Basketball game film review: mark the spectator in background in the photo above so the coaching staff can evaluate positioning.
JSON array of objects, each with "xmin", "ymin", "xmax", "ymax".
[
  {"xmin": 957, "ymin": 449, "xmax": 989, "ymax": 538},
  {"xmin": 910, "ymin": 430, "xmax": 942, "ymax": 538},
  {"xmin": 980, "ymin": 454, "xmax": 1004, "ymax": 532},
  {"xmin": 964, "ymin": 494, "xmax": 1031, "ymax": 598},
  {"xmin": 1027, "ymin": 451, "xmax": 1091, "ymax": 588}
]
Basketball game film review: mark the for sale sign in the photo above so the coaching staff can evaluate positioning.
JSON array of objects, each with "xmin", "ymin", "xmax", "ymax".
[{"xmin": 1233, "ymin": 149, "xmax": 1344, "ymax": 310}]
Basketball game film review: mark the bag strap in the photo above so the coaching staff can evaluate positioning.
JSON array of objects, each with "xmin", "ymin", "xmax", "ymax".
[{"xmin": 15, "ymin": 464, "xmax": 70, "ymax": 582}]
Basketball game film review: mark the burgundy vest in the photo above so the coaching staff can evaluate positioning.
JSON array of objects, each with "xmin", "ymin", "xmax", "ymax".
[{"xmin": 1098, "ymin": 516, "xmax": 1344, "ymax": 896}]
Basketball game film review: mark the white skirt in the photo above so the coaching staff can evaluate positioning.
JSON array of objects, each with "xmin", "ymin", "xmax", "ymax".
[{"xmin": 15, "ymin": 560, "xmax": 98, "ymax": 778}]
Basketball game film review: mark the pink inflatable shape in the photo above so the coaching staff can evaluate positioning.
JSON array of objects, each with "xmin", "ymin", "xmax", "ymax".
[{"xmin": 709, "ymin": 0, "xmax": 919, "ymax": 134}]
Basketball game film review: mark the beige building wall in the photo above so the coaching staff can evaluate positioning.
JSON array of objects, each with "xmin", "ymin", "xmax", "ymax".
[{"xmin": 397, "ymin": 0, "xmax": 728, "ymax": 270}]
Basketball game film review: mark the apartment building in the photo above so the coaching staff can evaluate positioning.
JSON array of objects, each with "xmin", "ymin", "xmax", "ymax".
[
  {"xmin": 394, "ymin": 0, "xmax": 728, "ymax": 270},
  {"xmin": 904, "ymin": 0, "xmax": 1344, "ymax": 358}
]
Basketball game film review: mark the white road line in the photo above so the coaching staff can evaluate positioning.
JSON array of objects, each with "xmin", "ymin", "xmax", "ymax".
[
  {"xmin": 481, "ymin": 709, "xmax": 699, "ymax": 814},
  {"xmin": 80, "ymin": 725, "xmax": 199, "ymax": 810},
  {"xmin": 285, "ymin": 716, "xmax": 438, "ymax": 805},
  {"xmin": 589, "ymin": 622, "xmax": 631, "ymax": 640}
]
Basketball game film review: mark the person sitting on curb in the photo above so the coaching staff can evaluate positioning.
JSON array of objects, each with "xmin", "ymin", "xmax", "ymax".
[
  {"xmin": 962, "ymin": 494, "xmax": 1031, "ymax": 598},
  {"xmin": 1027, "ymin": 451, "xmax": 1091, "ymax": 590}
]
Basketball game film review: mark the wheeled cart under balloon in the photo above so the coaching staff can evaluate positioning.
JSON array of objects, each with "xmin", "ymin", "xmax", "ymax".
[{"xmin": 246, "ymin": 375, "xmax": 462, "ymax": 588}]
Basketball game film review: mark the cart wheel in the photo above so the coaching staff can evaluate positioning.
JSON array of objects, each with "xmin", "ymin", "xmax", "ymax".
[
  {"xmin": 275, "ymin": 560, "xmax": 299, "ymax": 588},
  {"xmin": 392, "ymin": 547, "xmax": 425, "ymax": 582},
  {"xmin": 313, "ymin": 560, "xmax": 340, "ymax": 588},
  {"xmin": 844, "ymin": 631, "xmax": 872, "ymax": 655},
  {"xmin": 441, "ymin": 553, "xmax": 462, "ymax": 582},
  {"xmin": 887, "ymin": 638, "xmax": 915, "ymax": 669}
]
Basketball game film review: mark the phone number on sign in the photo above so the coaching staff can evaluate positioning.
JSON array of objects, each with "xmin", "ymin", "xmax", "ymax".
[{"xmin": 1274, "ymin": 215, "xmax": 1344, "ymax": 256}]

--------------------------------------------------

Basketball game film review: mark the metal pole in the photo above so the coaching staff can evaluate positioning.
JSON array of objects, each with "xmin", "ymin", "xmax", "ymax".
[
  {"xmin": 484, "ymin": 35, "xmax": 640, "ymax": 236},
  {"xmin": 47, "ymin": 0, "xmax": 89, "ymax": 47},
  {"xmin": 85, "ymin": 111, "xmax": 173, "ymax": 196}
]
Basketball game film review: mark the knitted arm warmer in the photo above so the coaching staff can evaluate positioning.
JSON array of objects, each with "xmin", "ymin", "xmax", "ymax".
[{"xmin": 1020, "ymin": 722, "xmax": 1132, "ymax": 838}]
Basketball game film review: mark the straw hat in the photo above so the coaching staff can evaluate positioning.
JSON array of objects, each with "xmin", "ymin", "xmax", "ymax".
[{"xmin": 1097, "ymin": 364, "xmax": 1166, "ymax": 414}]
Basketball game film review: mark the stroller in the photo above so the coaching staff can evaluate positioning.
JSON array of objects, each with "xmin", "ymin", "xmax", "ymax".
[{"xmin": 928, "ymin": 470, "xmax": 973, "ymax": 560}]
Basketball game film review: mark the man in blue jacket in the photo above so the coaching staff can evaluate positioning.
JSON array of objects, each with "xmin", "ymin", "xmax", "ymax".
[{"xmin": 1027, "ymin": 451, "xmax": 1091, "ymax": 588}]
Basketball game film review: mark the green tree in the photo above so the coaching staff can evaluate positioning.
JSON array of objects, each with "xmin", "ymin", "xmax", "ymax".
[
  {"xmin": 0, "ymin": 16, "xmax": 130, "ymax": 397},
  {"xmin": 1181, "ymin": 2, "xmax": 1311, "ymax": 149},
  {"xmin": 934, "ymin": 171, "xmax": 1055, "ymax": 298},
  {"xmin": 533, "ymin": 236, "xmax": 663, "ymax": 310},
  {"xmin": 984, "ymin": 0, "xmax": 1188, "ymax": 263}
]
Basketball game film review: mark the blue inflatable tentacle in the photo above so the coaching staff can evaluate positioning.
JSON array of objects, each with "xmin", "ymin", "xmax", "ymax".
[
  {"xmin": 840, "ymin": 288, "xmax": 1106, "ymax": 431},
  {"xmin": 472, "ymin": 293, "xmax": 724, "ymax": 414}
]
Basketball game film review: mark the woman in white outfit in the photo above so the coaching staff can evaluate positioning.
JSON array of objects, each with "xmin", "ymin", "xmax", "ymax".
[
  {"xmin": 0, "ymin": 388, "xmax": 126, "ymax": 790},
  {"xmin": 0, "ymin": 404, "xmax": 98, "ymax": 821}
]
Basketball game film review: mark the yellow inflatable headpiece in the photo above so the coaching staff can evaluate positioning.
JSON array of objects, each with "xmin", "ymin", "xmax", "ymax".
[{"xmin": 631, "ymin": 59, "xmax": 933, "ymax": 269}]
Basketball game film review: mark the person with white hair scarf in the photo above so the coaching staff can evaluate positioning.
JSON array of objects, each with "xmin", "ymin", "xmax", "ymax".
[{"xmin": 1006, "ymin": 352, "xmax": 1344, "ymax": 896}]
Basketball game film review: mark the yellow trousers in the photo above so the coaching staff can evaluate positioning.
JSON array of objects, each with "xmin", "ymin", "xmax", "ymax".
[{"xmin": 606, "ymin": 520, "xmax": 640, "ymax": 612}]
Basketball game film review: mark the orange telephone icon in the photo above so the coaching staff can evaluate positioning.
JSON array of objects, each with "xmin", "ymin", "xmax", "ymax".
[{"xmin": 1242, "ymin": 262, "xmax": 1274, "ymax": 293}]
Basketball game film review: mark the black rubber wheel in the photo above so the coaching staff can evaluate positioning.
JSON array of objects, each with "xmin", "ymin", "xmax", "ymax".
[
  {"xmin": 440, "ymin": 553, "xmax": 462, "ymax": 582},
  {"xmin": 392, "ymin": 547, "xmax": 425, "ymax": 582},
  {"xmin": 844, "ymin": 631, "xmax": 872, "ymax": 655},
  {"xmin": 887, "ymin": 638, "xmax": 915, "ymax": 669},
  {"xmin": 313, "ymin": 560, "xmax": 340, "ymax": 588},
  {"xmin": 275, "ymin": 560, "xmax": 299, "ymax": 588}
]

--------------------------------------------------

■ **EXERCISE**:
Copy each line in the rows above that contains the word "blue". Treat uppercase and lowercase letters as different.

■ **EXERCISE OUTPUT**:
Basketball game film review: mark the man in blue jacket in the photo above so the coaching staff can evaluate positioning.
Basketball game film review: mark the blue inflatable tentacle in the photo above so the coaching staff can evaluate positioning.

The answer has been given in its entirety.